:: Records for this exercise ::

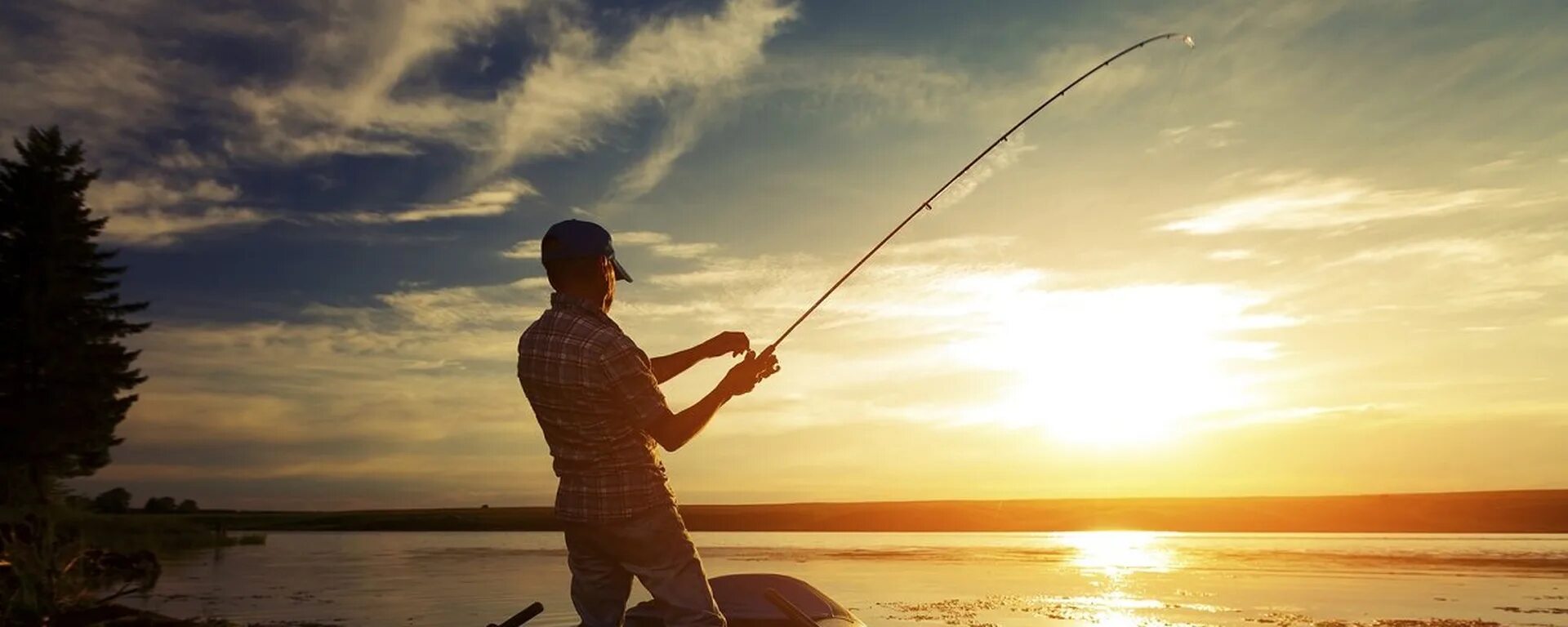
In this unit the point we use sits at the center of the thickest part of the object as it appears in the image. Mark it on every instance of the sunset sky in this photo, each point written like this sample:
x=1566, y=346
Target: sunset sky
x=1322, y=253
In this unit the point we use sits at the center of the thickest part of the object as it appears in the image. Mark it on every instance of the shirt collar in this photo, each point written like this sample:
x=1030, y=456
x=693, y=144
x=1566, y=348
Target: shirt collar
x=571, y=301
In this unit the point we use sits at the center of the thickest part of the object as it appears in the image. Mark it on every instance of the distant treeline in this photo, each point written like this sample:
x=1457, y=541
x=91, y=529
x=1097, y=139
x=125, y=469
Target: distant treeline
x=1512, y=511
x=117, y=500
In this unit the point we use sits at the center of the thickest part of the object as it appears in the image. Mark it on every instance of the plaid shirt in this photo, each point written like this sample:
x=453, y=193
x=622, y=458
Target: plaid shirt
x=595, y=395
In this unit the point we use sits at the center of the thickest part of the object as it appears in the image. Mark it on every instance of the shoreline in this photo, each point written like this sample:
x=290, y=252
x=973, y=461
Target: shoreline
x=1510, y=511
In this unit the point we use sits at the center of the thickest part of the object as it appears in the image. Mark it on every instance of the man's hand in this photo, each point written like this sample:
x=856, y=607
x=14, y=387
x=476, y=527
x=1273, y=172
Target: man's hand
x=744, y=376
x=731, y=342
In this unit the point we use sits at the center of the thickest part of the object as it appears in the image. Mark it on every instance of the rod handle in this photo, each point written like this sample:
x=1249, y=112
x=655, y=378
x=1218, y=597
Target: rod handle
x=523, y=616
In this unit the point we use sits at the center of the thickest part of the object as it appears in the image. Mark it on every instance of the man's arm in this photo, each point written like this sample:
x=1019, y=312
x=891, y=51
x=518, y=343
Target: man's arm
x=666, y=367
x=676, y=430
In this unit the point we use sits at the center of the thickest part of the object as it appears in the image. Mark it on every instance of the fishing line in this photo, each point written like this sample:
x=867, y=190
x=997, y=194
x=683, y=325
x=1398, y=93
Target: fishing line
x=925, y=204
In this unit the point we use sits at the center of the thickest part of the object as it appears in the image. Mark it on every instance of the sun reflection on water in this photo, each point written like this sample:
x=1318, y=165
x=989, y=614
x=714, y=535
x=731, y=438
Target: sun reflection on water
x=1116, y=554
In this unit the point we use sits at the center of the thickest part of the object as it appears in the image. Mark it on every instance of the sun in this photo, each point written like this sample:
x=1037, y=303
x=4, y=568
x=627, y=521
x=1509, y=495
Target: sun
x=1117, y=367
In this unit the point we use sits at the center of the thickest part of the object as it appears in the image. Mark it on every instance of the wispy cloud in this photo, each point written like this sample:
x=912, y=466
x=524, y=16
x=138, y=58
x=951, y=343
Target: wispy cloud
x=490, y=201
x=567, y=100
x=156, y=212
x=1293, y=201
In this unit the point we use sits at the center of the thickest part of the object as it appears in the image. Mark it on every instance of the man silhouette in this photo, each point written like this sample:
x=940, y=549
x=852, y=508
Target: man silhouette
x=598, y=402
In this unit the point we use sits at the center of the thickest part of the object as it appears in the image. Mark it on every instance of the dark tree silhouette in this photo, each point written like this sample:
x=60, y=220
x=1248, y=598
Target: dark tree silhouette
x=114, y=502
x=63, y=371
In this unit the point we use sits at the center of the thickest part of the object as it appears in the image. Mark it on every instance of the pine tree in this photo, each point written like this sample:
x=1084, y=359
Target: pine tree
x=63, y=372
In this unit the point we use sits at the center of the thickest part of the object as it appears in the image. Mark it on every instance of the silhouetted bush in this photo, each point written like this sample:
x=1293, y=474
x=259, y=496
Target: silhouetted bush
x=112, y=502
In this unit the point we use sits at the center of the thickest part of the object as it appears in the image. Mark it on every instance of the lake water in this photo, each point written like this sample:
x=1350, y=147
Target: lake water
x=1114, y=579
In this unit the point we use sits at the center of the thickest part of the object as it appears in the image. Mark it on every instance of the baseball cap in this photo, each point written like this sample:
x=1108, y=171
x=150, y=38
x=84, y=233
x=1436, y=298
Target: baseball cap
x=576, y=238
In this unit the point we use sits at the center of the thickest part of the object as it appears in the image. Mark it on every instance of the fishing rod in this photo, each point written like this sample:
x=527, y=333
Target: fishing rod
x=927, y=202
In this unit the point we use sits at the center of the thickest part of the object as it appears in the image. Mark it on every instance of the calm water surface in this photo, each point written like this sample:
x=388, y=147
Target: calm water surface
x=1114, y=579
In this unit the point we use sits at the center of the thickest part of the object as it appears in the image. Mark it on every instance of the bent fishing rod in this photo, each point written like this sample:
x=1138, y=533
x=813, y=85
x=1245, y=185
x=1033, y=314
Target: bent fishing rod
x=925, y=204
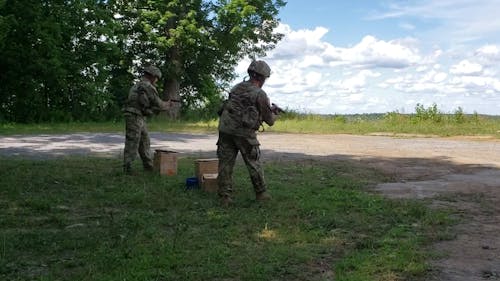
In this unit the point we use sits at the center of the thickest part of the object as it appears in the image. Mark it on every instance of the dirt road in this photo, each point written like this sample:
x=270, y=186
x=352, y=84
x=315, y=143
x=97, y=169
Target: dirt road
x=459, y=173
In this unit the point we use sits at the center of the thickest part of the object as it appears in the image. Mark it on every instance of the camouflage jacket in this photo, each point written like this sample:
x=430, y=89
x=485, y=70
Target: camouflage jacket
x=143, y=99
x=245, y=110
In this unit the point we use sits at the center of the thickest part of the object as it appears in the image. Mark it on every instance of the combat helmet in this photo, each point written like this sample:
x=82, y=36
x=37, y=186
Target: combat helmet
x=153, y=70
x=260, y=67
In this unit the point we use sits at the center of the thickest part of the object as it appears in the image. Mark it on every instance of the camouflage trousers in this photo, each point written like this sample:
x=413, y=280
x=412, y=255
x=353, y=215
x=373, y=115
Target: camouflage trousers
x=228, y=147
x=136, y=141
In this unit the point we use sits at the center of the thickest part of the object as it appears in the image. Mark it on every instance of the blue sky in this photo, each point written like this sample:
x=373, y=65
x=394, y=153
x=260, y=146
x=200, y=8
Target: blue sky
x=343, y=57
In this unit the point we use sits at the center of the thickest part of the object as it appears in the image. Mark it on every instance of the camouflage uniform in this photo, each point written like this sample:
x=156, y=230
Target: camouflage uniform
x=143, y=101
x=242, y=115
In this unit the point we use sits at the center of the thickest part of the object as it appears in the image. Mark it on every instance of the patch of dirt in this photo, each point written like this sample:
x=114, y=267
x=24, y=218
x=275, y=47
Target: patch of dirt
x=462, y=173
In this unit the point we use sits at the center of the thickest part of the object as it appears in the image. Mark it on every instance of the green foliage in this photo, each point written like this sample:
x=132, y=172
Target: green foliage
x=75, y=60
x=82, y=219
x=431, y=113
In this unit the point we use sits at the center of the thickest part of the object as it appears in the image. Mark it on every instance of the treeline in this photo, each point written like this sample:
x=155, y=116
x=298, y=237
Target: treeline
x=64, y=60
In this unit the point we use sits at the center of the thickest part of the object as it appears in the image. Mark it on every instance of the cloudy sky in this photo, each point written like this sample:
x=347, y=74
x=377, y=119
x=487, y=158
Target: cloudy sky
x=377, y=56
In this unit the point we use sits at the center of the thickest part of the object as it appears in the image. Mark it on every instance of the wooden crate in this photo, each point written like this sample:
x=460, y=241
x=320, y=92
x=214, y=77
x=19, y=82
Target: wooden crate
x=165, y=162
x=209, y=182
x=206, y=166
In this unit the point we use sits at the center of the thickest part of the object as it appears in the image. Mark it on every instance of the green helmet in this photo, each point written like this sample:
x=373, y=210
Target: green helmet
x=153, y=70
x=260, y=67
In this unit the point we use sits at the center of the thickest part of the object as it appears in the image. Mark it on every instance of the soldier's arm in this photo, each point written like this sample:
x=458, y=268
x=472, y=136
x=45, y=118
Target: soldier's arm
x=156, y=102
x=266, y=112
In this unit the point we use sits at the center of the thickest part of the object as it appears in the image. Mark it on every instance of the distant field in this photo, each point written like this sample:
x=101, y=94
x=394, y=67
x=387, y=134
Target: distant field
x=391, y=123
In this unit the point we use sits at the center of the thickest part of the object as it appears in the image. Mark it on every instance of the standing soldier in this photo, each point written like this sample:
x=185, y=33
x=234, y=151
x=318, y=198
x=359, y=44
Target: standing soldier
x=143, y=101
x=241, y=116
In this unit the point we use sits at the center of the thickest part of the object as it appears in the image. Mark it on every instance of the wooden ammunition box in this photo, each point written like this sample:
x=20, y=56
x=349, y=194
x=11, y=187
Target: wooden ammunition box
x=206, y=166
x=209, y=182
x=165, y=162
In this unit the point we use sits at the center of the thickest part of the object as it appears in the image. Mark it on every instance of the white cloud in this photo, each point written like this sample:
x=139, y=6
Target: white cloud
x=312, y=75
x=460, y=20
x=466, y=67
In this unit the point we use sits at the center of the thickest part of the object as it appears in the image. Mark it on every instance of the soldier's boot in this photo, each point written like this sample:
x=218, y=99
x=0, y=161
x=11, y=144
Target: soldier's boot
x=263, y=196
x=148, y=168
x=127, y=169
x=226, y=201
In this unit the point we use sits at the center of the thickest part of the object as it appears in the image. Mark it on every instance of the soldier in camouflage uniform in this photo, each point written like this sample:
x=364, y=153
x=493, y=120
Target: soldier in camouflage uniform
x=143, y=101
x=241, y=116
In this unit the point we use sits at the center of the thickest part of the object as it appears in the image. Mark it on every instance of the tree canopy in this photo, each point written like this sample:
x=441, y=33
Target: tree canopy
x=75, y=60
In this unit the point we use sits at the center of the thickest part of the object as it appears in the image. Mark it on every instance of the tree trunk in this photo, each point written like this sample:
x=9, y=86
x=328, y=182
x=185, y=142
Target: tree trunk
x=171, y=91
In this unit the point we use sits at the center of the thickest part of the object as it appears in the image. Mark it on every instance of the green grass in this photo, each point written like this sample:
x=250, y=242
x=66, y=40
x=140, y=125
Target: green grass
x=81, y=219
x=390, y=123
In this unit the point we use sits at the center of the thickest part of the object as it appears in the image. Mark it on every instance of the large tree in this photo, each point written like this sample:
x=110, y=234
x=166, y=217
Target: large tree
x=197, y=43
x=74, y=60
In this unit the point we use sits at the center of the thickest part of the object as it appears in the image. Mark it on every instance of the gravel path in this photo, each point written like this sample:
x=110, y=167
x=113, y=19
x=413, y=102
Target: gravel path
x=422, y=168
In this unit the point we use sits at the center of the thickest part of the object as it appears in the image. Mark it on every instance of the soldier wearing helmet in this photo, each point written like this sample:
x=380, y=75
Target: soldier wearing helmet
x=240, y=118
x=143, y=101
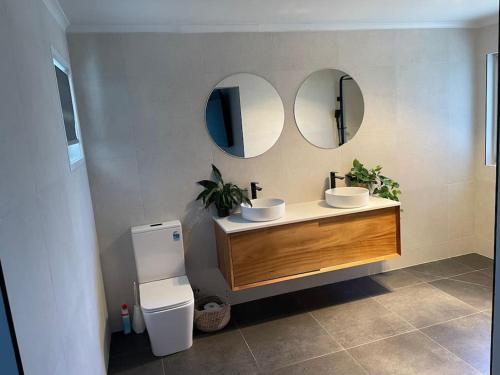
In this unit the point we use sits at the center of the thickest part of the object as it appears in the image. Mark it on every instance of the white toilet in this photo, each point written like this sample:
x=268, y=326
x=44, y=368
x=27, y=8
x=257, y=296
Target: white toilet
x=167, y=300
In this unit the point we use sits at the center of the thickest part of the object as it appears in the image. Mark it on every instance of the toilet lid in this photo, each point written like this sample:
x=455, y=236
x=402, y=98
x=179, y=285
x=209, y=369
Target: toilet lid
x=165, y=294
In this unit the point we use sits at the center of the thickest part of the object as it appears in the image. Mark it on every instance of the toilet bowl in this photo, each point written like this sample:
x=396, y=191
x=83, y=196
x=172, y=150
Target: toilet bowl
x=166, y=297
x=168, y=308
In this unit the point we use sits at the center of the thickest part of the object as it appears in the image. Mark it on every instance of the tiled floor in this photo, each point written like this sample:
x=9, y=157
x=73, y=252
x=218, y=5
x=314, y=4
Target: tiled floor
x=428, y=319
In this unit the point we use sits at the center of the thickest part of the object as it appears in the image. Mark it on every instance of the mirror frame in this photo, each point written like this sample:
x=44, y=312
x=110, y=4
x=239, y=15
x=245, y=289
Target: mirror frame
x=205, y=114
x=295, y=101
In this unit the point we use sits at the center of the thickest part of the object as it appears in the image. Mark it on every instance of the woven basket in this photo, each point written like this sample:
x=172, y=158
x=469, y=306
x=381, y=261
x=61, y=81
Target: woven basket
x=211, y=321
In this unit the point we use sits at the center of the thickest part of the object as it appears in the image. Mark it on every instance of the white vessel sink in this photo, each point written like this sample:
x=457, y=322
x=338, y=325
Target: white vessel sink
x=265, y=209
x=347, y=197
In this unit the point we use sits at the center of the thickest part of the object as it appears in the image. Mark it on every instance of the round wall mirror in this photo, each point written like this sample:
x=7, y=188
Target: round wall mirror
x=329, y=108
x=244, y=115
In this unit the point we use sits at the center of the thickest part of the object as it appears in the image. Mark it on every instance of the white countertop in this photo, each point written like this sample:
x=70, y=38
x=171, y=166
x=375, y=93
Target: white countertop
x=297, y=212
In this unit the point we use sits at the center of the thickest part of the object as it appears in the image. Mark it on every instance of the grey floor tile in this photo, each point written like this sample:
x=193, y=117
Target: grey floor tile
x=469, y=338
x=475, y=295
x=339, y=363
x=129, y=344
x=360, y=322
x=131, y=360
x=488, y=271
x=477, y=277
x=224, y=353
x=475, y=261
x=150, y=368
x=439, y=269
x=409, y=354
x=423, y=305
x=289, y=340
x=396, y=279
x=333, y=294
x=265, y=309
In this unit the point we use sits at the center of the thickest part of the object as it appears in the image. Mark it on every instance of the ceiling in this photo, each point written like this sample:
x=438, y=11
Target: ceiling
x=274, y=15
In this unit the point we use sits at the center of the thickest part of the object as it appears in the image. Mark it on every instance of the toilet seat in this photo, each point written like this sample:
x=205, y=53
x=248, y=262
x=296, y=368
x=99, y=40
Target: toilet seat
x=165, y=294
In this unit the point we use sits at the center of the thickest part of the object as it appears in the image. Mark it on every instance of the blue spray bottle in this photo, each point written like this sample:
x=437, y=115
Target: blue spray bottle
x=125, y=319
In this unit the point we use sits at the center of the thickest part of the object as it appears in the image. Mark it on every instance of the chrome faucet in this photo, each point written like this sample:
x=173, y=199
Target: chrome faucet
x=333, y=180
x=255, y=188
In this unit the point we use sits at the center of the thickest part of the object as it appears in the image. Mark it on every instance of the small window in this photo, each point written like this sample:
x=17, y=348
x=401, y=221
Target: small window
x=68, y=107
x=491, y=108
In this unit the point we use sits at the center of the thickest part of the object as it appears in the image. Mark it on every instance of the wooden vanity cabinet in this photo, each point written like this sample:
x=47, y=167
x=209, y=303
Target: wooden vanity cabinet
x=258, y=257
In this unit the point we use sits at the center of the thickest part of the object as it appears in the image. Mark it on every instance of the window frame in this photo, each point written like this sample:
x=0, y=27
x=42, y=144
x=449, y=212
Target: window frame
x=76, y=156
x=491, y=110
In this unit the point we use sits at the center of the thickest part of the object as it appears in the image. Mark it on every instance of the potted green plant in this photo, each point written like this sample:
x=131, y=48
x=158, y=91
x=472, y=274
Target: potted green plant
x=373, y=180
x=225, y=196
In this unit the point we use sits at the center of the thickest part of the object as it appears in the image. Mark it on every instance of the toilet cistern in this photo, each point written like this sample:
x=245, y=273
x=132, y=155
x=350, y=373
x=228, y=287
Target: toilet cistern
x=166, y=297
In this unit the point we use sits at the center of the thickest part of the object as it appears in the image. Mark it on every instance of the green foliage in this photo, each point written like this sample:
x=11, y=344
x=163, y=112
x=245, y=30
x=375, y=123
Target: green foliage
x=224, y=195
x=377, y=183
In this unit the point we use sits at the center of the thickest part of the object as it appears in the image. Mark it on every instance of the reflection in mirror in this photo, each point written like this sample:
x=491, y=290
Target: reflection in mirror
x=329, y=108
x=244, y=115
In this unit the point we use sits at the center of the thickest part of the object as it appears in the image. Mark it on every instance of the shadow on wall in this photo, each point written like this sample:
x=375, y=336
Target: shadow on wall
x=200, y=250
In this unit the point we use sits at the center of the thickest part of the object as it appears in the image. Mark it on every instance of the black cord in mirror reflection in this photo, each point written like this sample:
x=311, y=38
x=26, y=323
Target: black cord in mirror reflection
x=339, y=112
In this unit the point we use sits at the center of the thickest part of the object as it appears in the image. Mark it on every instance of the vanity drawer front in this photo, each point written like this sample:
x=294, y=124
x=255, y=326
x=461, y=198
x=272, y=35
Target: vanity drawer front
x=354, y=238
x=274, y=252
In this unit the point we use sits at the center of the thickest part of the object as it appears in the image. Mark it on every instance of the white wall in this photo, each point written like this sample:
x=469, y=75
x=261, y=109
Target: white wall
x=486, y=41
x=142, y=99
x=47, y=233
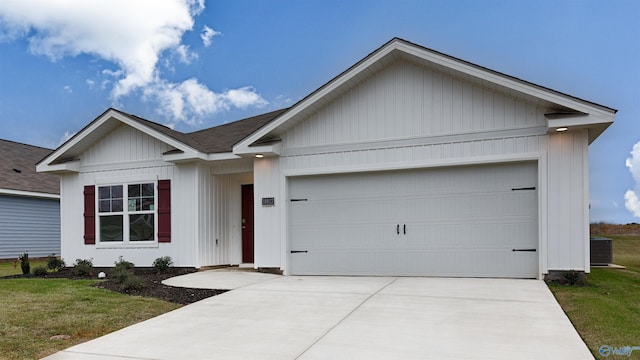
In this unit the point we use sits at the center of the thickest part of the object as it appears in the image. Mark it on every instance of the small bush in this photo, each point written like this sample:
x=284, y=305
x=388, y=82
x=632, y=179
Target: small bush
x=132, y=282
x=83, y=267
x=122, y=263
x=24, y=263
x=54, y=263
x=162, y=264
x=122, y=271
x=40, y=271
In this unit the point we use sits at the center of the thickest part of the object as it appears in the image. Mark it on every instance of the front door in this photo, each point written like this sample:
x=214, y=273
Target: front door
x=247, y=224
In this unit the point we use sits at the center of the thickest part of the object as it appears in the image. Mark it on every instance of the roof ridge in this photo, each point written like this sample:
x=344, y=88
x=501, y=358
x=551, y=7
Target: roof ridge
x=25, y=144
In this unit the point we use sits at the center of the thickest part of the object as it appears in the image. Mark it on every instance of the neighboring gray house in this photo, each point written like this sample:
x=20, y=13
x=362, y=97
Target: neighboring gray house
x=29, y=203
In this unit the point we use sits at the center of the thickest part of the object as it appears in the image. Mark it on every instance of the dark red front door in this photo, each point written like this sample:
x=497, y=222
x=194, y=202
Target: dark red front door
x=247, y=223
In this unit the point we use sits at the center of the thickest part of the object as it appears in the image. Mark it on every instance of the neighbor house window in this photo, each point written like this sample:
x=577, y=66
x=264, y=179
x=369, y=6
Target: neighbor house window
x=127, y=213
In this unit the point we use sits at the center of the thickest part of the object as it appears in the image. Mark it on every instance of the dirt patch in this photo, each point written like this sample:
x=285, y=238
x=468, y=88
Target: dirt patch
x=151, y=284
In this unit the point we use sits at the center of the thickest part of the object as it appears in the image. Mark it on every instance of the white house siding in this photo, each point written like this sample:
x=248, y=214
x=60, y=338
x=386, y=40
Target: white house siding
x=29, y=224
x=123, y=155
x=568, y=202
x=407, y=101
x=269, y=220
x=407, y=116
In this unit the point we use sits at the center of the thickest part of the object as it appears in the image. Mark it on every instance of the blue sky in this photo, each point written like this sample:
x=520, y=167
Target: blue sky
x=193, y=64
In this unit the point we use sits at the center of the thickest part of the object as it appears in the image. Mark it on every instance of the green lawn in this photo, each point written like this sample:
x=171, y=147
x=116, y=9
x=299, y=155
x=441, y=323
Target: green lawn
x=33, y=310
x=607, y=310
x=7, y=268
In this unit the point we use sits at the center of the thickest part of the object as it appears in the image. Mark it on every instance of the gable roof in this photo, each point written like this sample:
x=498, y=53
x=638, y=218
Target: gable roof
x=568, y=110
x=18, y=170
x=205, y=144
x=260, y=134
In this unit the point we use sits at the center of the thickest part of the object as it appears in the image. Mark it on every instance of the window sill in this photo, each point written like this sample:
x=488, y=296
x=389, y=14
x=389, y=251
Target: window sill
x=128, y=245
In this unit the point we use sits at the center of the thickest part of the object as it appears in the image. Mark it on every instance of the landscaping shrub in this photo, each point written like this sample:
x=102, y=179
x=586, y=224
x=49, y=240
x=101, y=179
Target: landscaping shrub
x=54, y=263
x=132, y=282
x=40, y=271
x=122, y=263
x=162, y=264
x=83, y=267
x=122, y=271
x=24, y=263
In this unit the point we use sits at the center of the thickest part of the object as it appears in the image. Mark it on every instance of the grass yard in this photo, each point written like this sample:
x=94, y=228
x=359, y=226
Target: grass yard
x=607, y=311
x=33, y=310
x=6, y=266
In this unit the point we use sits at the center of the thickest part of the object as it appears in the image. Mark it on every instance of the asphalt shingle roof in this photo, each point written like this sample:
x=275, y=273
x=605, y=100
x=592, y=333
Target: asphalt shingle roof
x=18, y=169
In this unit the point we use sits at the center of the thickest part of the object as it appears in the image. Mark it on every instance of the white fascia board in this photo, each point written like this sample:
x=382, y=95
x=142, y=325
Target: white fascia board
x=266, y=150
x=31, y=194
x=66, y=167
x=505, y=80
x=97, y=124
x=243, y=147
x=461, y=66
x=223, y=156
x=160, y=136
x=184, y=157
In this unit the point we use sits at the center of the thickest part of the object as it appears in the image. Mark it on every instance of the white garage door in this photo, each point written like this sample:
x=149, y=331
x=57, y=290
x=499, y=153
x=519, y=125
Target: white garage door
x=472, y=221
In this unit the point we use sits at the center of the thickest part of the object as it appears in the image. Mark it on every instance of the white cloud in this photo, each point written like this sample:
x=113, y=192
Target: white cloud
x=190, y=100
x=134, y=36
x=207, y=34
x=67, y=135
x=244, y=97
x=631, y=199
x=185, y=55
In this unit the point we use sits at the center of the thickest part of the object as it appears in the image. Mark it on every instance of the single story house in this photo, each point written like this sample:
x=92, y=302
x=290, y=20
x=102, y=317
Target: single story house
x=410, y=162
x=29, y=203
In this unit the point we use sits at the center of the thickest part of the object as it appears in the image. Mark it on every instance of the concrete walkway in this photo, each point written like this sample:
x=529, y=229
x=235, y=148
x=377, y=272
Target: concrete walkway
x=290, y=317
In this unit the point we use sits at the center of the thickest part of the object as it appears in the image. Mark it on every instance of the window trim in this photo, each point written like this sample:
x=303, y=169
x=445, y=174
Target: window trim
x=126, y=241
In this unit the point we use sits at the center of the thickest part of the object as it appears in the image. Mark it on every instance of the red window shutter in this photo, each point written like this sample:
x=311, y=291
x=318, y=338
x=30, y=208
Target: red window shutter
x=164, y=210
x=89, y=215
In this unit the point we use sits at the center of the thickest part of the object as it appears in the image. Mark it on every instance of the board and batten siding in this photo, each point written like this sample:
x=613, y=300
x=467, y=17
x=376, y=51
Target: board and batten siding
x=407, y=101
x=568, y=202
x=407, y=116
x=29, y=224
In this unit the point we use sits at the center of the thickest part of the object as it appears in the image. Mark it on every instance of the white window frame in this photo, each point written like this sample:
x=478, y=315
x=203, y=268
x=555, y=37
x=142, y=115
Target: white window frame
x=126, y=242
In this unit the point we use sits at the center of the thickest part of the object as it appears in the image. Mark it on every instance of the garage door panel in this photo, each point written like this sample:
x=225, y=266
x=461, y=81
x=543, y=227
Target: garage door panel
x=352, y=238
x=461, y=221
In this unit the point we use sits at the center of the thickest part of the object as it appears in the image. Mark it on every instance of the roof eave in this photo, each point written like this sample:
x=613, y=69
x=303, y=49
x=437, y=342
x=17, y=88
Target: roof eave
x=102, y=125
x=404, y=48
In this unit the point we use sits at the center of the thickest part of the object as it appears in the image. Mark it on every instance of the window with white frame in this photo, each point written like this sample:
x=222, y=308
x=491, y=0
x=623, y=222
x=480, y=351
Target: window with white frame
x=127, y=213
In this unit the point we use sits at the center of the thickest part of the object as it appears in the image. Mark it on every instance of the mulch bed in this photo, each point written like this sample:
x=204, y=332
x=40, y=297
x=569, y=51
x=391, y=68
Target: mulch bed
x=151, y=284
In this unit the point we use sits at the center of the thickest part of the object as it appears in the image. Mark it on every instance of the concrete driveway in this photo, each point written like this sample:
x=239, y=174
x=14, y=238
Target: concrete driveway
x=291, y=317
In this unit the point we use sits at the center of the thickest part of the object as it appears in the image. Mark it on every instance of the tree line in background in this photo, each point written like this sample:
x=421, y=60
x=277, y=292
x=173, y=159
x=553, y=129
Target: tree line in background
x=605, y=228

:: What is being asked ::
All lines above from the one containing "Target: garage door panel" to the one containing "x=437, y=342" must be repeated exactly, both lines included, and no others.

:: Output of the task ::
Target: garage door panel
x=352, y=238
x=461, y=221
In this unit the point we use sits at the center of the thickest part of the object as it appears in the image. Mark it on every instance of the roof eave in this photo, each point written like this sample:
x=613, y=69
x=303, y=49
x=437, y=342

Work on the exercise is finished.